WRITTEN REQUEST ->
Please copy the records below, from the line that contains "Would you be able to point to the forehead" up to and including the line that contains "column 362, row 198", without changing a character.

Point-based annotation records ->
______

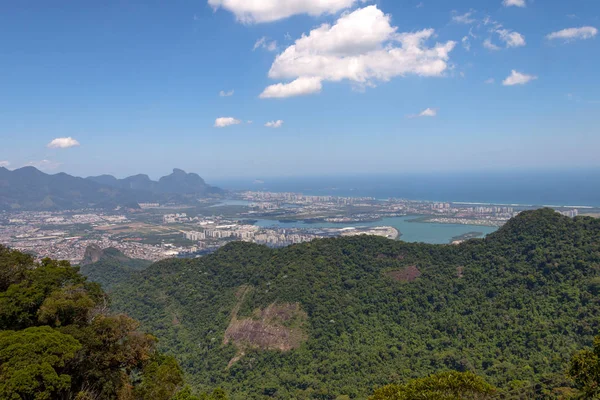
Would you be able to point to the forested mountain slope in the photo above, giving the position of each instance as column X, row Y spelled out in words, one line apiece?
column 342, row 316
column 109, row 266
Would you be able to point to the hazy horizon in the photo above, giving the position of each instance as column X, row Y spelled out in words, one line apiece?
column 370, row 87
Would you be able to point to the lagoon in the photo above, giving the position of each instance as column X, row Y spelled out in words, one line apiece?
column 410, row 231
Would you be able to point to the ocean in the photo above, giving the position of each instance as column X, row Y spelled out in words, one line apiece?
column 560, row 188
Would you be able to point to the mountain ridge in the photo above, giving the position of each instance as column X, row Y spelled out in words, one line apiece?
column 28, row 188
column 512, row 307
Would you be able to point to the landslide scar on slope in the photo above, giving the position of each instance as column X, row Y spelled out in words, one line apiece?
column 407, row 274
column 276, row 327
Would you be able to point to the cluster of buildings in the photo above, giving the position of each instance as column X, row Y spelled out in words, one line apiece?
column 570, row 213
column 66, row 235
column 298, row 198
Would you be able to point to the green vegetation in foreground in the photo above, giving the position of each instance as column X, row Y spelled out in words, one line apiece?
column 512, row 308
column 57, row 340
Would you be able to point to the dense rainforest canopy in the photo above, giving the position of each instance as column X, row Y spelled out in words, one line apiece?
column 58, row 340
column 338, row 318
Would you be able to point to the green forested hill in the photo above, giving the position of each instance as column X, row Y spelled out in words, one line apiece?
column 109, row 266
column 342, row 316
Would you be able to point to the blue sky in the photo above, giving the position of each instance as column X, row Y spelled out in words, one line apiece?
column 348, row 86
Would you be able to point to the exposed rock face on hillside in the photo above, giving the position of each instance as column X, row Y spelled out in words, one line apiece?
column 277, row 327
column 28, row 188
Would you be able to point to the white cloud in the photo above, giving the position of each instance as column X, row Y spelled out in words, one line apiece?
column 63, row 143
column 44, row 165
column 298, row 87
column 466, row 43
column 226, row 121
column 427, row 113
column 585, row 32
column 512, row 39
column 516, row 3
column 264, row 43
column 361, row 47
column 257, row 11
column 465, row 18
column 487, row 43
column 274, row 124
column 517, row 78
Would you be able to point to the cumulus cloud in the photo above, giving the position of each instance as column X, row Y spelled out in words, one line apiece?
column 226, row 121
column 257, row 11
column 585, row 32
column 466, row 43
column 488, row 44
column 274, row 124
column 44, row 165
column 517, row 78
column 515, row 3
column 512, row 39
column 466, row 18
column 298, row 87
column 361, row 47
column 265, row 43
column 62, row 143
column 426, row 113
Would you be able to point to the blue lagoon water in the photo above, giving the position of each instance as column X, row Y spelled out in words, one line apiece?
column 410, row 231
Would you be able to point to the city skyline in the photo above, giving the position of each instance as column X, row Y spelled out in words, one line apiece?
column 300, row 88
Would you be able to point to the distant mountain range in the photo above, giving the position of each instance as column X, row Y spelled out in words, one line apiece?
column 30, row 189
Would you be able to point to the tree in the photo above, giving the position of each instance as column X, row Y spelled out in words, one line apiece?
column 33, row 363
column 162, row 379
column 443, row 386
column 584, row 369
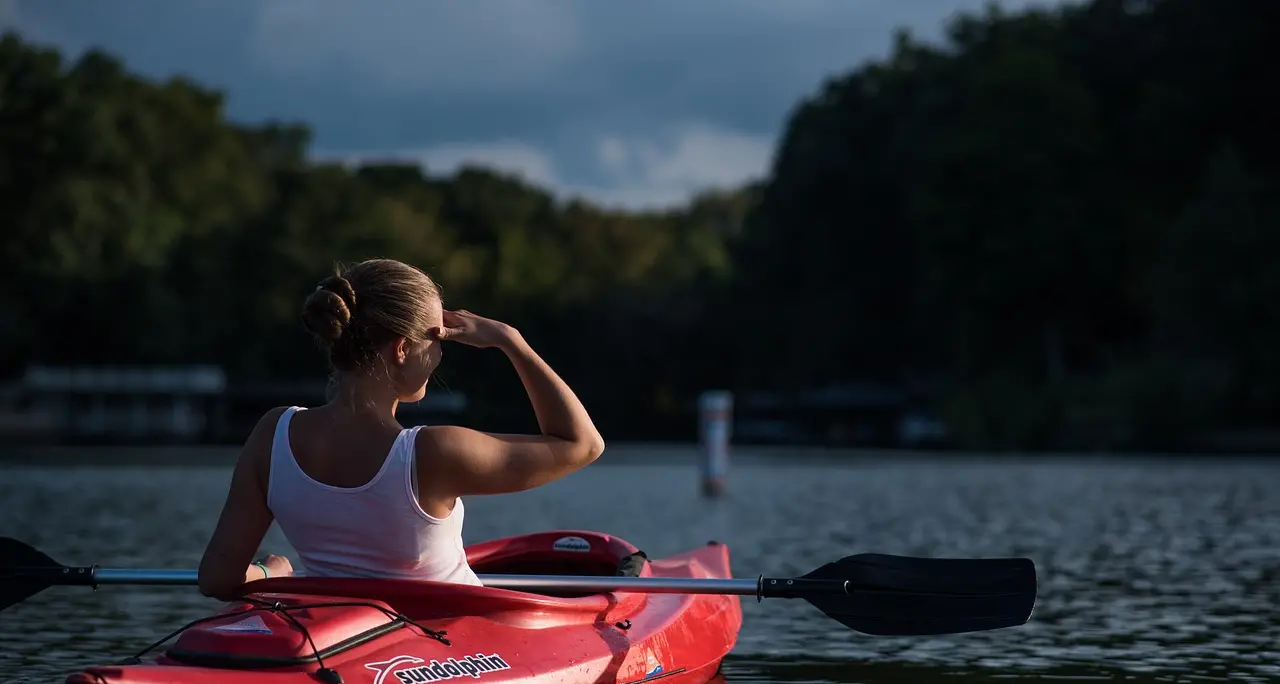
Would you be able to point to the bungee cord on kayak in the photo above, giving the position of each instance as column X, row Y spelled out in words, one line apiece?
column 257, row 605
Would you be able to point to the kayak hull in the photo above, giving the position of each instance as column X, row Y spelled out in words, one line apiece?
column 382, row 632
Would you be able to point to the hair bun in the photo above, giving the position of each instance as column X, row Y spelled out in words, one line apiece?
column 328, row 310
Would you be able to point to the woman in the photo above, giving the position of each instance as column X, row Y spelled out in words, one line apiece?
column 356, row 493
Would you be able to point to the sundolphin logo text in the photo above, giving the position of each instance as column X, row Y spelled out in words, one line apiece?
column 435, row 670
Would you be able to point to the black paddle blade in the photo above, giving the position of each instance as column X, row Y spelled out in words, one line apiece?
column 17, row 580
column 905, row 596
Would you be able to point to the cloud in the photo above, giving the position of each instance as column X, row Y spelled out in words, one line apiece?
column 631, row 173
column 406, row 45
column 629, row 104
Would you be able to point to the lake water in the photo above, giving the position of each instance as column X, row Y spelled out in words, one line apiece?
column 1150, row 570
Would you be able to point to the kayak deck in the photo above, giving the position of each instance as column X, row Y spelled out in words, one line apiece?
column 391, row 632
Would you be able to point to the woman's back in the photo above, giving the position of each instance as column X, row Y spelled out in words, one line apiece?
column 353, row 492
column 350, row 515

______

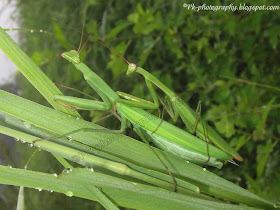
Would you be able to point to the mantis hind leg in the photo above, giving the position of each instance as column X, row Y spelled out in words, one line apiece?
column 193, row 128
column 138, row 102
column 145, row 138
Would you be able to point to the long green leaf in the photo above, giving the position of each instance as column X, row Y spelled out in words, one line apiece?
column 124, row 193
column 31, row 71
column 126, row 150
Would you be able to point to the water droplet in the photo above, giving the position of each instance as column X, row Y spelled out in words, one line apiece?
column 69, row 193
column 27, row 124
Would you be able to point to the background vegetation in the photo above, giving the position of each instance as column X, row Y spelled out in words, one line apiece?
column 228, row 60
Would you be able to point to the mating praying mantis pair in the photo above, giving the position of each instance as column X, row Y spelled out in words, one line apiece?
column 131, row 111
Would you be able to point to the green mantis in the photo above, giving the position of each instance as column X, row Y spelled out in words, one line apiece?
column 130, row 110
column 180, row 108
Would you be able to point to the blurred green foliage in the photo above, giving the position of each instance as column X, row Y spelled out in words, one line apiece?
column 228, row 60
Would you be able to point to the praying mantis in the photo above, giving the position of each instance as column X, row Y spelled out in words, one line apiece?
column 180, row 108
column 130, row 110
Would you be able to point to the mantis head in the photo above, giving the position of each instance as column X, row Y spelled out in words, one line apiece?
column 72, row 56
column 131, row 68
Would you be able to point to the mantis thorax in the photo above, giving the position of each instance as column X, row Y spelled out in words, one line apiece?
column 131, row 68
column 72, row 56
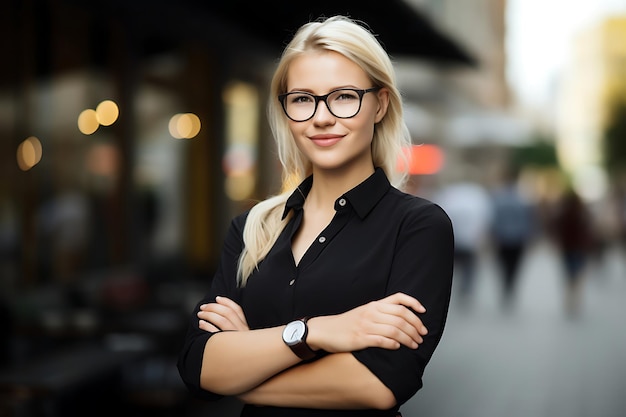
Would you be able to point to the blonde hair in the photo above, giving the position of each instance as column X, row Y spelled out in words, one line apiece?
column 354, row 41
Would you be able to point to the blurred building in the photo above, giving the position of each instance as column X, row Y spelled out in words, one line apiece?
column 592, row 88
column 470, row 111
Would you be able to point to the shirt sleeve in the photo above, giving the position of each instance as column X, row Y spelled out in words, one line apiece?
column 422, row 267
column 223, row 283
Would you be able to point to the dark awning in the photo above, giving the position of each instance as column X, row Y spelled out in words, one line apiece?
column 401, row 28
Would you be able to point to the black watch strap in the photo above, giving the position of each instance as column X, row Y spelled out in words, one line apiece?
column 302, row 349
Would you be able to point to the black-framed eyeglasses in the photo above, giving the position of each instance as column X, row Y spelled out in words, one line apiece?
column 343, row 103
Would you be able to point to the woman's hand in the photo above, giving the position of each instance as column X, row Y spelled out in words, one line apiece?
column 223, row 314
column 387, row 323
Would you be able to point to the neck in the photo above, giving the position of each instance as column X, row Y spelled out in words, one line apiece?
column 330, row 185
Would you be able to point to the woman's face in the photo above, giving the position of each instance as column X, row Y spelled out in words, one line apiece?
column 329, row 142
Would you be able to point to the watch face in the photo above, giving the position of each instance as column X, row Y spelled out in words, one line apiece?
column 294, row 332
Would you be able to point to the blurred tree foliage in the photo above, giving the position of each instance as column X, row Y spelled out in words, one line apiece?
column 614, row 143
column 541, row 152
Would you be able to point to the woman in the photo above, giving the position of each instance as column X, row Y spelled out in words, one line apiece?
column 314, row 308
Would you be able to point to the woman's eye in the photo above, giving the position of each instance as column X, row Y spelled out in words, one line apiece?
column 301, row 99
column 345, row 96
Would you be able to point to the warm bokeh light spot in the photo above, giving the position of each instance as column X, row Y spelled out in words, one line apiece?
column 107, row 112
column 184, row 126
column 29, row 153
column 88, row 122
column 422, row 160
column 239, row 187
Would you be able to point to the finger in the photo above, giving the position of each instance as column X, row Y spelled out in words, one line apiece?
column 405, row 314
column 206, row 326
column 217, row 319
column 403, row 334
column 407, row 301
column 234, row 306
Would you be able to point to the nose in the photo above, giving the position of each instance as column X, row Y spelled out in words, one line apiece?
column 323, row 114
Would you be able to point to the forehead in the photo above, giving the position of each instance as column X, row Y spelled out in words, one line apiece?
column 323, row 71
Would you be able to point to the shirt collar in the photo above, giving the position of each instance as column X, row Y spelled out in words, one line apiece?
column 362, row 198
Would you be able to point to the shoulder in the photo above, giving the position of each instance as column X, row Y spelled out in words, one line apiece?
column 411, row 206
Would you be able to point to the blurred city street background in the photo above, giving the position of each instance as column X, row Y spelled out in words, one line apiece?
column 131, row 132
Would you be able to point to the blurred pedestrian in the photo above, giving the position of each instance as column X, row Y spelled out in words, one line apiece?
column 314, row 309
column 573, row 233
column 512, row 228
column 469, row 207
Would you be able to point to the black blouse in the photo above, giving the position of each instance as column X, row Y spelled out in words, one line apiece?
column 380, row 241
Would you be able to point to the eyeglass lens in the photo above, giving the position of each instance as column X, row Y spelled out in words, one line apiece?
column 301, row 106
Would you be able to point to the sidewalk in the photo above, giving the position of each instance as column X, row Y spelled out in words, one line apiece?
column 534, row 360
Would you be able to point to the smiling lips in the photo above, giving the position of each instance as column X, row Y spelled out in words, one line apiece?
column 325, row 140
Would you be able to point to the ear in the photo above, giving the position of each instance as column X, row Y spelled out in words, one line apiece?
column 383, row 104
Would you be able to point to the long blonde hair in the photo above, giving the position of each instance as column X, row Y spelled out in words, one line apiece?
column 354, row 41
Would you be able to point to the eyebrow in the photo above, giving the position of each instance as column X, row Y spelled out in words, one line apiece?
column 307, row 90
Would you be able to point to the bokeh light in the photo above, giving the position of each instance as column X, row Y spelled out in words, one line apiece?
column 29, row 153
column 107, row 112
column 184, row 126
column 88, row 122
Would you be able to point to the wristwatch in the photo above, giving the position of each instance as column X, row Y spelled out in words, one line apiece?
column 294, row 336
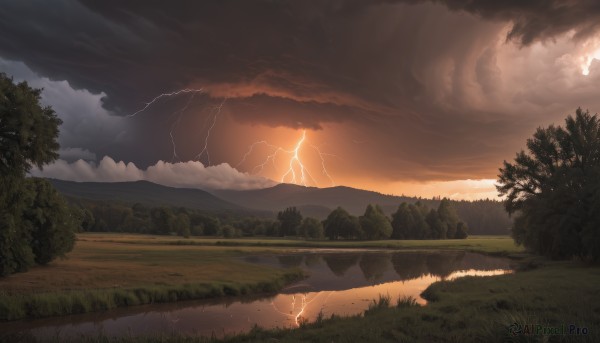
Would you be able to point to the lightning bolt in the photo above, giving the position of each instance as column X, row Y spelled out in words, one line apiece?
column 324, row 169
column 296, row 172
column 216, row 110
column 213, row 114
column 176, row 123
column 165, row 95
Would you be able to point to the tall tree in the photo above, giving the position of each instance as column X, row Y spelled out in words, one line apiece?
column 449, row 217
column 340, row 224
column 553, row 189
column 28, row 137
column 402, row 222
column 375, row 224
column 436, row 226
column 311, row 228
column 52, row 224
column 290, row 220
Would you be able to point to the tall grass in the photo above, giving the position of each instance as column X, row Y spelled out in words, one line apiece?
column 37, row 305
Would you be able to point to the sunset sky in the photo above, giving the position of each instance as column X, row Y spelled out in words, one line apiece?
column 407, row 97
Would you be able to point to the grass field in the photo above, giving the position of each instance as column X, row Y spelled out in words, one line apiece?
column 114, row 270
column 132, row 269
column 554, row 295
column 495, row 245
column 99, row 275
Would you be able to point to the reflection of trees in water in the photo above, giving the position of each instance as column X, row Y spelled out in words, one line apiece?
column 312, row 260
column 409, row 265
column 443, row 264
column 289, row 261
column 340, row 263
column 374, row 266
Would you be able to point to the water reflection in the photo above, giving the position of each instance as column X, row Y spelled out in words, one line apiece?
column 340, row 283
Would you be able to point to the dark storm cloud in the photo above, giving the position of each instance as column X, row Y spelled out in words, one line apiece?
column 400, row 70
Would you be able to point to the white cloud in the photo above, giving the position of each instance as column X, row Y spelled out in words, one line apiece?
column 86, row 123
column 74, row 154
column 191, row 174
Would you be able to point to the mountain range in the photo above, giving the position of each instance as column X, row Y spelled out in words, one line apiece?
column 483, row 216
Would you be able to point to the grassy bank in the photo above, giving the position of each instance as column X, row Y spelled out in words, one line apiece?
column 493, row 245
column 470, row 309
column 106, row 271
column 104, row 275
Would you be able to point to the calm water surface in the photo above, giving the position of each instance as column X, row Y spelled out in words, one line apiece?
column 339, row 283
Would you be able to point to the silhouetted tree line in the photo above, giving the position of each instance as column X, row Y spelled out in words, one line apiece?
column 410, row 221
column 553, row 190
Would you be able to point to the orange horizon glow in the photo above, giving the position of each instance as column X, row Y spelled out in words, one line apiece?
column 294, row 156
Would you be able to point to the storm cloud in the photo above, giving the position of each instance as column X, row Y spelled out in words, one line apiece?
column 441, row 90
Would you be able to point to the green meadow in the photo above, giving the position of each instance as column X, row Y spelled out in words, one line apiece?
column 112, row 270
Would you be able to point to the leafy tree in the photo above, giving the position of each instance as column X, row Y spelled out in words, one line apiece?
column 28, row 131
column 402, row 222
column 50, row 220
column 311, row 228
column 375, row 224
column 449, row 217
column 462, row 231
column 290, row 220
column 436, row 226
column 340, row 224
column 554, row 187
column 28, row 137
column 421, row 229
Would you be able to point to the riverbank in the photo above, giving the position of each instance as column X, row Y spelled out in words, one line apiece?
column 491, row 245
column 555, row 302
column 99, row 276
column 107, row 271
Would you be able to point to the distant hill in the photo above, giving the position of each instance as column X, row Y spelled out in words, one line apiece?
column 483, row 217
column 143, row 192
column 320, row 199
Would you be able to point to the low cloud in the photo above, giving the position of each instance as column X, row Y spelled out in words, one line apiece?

______

THE REPLY ->
Would you be able to point to the forehead in the photo above, giving the position of each instance as column X, row Y spelled out in words, one line apiece?
column 323, row 71
Would you be able to point to the shirt collar in the photo above, giving the position of each instance as column X, row Y spelled out in words, one line apiece?
column 362, row 198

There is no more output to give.